══ PROVIDED INFORMATION

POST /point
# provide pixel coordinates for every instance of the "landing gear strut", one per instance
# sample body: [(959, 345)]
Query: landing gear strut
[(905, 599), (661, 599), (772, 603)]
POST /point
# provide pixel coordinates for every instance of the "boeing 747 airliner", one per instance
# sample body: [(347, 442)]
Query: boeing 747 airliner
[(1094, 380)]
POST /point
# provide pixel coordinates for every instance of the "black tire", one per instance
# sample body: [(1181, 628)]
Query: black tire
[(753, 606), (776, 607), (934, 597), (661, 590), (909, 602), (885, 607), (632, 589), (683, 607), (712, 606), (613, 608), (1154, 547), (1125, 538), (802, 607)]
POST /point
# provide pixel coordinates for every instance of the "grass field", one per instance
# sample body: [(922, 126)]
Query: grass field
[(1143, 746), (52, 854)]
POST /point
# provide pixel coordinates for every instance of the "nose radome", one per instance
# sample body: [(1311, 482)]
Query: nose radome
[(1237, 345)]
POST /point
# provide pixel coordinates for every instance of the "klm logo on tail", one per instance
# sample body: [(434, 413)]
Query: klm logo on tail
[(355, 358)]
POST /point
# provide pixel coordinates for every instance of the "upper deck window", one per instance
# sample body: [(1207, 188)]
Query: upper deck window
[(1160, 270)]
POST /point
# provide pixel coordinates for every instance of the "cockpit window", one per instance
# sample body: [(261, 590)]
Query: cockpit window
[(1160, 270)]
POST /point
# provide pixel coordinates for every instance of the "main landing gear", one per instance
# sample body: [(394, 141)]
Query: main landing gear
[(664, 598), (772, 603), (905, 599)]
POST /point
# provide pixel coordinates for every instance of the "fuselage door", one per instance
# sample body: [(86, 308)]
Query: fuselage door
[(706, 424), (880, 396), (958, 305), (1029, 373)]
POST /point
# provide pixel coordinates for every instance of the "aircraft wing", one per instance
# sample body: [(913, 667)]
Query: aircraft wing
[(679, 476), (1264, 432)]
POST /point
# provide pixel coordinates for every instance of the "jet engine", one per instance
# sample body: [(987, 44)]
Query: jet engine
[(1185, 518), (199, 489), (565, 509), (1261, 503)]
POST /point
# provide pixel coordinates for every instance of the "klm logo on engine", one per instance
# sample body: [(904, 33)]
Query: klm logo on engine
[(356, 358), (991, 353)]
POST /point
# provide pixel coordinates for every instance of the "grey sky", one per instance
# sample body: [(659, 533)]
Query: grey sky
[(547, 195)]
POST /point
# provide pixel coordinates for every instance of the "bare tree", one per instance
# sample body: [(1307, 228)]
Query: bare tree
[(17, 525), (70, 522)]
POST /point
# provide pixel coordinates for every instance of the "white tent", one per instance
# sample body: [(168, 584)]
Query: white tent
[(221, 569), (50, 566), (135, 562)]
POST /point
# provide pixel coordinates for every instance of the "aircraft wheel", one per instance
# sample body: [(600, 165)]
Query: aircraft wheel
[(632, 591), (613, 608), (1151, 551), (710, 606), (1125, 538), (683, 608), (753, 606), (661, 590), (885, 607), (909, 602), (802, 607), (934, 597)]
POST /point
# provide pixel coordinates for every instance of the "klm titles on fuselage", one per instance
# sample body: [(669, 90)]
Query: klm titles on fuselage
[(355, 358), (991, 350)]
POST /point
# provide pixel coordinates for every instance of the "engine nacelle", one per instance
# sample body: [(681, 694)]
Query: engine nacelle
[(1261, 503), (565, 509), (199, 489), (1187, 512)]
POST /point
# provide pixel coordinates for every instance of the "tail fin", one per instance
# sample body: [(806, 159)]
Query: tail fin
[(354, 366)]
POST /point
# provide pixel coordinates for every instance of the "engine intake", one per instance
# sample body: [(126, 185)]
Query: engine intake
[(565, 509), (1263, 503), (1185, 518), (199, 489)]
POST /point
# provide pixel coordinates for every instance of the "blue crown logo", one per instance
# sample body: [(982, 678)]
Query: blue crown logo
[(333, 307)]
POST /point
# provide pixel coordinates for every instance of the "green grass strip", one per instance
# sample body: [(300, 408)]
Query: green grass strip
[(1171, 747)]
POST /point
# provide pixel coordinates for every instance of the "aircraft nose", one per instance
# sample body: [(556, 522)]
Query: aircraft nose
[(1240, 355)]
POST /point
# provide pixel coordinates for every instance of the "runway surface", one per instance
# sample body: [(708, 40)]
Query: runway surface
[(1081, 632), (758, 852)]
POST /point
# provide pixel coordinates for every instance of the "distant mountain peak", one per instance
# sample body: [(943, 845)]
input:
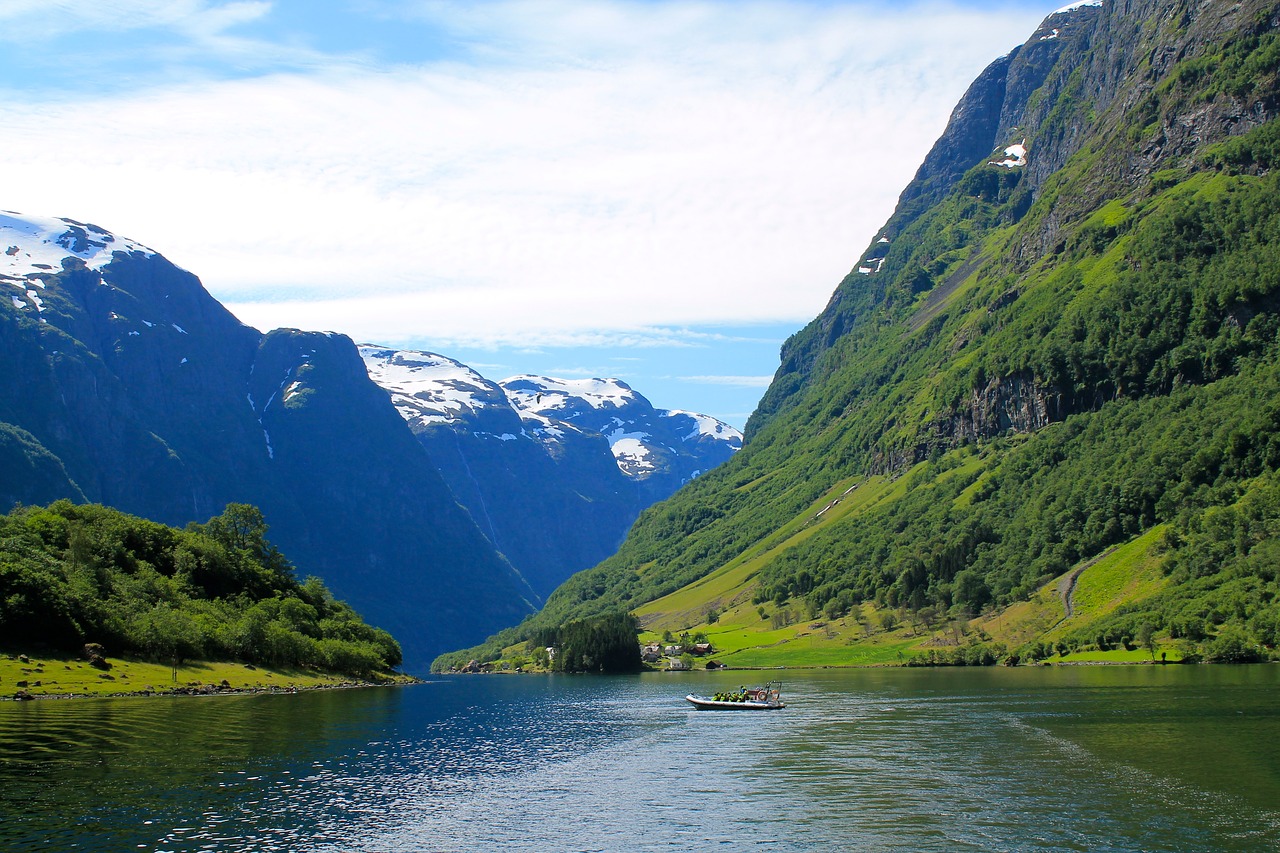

════

DIRECTIVE ▸ Render every line of the material above as a JSON list of strings, with one string per line and no entries for blank lines. Leave the pictures out of the list.

TASK RESPONSE ▸
[
  "POST /point",
  "# provide pixel coordinates for every instance of the \"landing gear strut\", one per instance",
  "# sample body: [(959, 345)]",
  "Query: landing gear strut",
  "[(905, 599), (661, 599), (772, 603)]",
  "POST /point",
  "# provide pixel coordinates for every instance of the \"boeing 747 airliner\", one per instance",
  "# sample body: [(347, 442)]",
  "Query: boeing 747 airliner",
  "[(1094, 380)]",
  "POST /point",
  "# provide pixel coordinates for every instance of the \"black tire\", one per instance",
  "# sample body: [(1181, 628)]",
  "Query: black tire",
  "[(753, 606), (776, 607), (934, 597), (661, 590), (909, 602), (885, 607), (632, 589), (683, 607), (712, 606), (613, 608), (1154, 547), (1125, 538), (802, 607)]",
  "POST /point",
  "# provide pixel coordinates for every instance of the \"grass field\", one per instance",
  "# sample body: [(922, 126)]",
  "Query: grass field",
  "[(1143, 746), (52, 854)]",
  "POST /point",
  "# provide pixel coordinates for every instance of the \"nose radome\", one per instance",
  "# sample body: [(1311, 482)]",
  "Query: nose radome",
  "[(1237, 345)]",
  "POST /point",
  "# provide pixel coordinates for every instance of the \"klm logo on tail\", one per instance",
  "# sample body: [(434, 413)]",
  "Query: klm logo on tail",
  "[(355, 358)]",
  "POST /point",
  "# provide pixel coordinates for every instance of the \"upper deck window\", one per instance",
  "# sample body: [(1207, 188)]",
  "Query: upper deck window",
  "[(1160, 270)]",
  "POST /point",
  "# provide pixel coordinates for every instance of the \"cockpit window\", one per instance",
  "# sample body: [(261, 590)]",
  "Query: cockpit window",
  "[(1160, 270)]",
  "POST /point",
  "# provide pixel coordinates for every instance of the \"main landing gear\", one per instance",
  "# sample body: [(394, 141)]",
  "Query: main landing gear",
  "[(664, 598), (772, 603), (905, 599)]",
  "POST /point",
  "# provide pixel coordinates for every instance of the \"fuselage door\", one per instance",
  "# sample body: [(86, 308)]",
  "Query: fuselage door",
  "[(706, 424), (880, 396), (958, 305), (1029, 373)]",
  "POST /point",
  "# provide pixel coordinates for every instance of the \"aircraft wing\", one per instance",
  "# sample body: [(913, 667)]",
  "Query: aircraft wing",
  "[(679, 476), (1264, 432)]",
  "POST /point",
  "# provide pixel coordinates for every instance of the \"jet engine\", one per instance",
  "# sample body: [(987, 44)]",
  "Query: jet engine",
  "[(1185, 518), (199, 489), (565, 509), (1261, 503)]",
  "POST /point",
  "# provide pixel coordinates for every instance of the \"klm logo on engine\", one per instance",
  "# sample body: [(904, 33)]",
  "Query: klm logo on engine",
  "[(356, 358), (991, 353)]",
  "POST /point",
  "# provide pixel coordinates for every instance of the \"grey sky\", one per instance",
  "# sample body: [(659, 533)]",
  "Query: grey sky",
  "[(547, 195)]",
  "POST /point",
  "# provide pixel coordinates for every instance of the \"bare tree\", one per instance",
  "# sample body: [(1307, 228)]",
  "Query: bare tree",
  "[(17, 525), (70, 522)]",
  "POST /point",
  "# provide pixel coordinates for every instance of the \"white tent\", one per instance",
  "# sample body: [(168, 584)]",
  "Query: white tent",
  "[(221, 569), (50, 566), (135, 562)]",
  "POST /point",
  "# provide pixel coordinates for every instance of the \"aircraft wheel\", one per instance",
  "# sample body: [(600, 165)]",
  "Query: aircraft wheel",
  "[(632, 591), (613, 608), (1151, 551), (710, 606), (1125, 538), (683, 608), (753, 606), (661, 590), (885, 607), (909, 602), (802, 607), (934, 597)]",
  "POST /point",
  "# provide pixel coordinates for every instance of the \"klm titles on fuselage\", one per instance",
  "# sample body: [(669, 90)]",
  "Query: klm titles on fuselage",
  "[(355, 358), (991, 350)]",
  "POST /point",
  "# provide pixel coordinates for every instance of the \"engine nacelle\", one per instance",
  "# sample body: [(681, 694)]",
  "Query: engine nacelle",
  "[(1261, 503), (565, 509), (199, 489), (1187, 512)]",
  "POST /point",
  "# provide pixel coordinates for every instance of the \"tail fin\", one per instance",
  "# sample body: [(806, 159)]",
  "Query: tail fin",
  "[(354, 366)]",
  "POST /point",
  "# provide pixel coordinates for every instance of the \"engine intake\", one per instance",
  "# sample body: [(126, 185)]",
  "Query: engine intake",
  "[(565, 509), (1263, 503), (1185, 518), (199, 489)]",
  "POST /point",
  "# provide pixel coordinates for every instance of the \"blue crown logo\", one per instance",
  "# sample body: [(982, 678)]",
  "Query: blue crown logo",
  "[(333, 307)]",
  "POST /point",
  "# provide pixel coordinates for every instance of the \"green grass strip\", one per instance",
  "# sample body: [(300, 408)]",
  "Query: green grass strip",
  "[(1171, 747)]",
  "POST /point",
  "# provide pixel coordinates for every instance of the \"aircraft nose\", one per instance",
  "# sample body: [(556, 522)]",
  "Query: aircraft nose",
  "[(1240, 355)]",
  "POST /point",
  "# provide pixel coordinates for every instance of the \"runway surface\", one per instance",
  "# sample body: [(708, 40)]",
  "Query: runway surface",
  "[(1081, 632), (758, 852)]",
  "POST /point",
  "# provide pixel coordinates for every instance of the \"distant mountain peak\", one per instance",
  "# sample body: [(943, 845)]",
  "input:"
]